> **À compléter**
A) Dites si chacune des affirmations suivantes concorde avec le texte sur TikTok en répondant par oui ou par non et en citant les mots du texte qui tranchent. (i) Le réseau social compte 170 millions d'utilisateurs aux États-Unis. (ii) Wang Wenbin est le PDG de TikTok. (iii) Shou Zi Chew a publié son appel uniquement sur TikTok.
B) Prolongez le texte sur TikTok à partir de sa dernière phrase.

> **Texte source**
++++++++++
L'adoption de ce projet de loi a suscité l'ire de Pékin, qui a condamné une décision "contraire au principe de concurrence". "Si un soi-disant prétexte de sécurité nationale peut être utilisé pour écarter arbitrairement des entreprises performantes d’autres pays, alors il n’y a plus d’équité ni de justice", a lancé Wang Wenbin, porte-parole du ministère chinois des Affaires étrangères.
Pour sa part, le PDG de TikTok, Shou Zi Chew, a appelé les utilisateurs de l'application aux États-Unis à réagir avec force. "Faites-vous entendre", a-t-il écrit sur TikTok et sur X après le vote de la chambre basse du Congrès.
Le réseau social, qui compte 170 millions d'utilisateurs aux Etats-Unis, est depuis plusieurs mois dans le collimateur des autorités américaines et suscite des craintes concernant les menaces qui pèseraient sur la sécurité nationale. Plusieurs Etats ainsi que le gouvernement fédéral ont interdit l’utilisation de l’application sur les appareils officiels du gouvernement, invoquant des risques pour la sécurité nationale.
++++++++++
> **Données extraites**
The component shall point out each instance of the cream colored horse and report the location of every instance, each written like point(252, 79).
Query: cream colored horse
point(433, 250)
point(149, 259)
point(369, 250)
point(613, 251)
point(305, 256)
++++++++++
> **Résultats des tâches**
A)
(i) Oui : « qui compte 170 millions d'utilisateurs aux Etats-Unis ».
(ii) Non : « Wang Wenbin, porte-parole du ministère chinois des Affaires étrangères ».
(iii) Non : « a-t-il écrit sur TikTok et sur X ».

B)
Le directeur du FBI, Christopher Wray, avait exprimé de graves préoccupations relatives à l’application vidéo chinoise. "Nous avons des préoccupations en matière de sécurité nationale concernant TikTok," avait souligné Wray devant la commission de la sécurité intérieure à la Chambre des représentants.
Wray avait souligné que le gouvernement chinois pourrait utiliser l'application pour contrôler les données ou les logiciels de millions d'utilisateurs, mettant en garde contre l'algorithme de recommandation de la plateforme, qui détermine les vidéos que les utilisateurs verront ensuite.
"En vertu de la loi chinoise, les entreprises chinoises sont tenues essentiellement de faire tout ce que le gouvernement chinois veut qu'elles fassent en termes de partage d'informations", avait estimé le directeur du FBI.
La veille du vote à la Chambre des représentants, de hauts responsables de la sécurité nationale américaine avaient tenu une réunion d’information à huis clos avec les législateurs pour discuter de TikTok et des implications pour la sécurité nationale.
Pourtant, la société a nié, à plusieurs reprises, avoir transmis des informations aux autorités chinoises, assurant qu’elle refuserait toute requête éventuelle en ce sens. En outre, le gouvernement américain n’a pas non plus fourni de preuves démontrant que TikTok a partagé les données de ses utilisateurs avec les autorités chinoises.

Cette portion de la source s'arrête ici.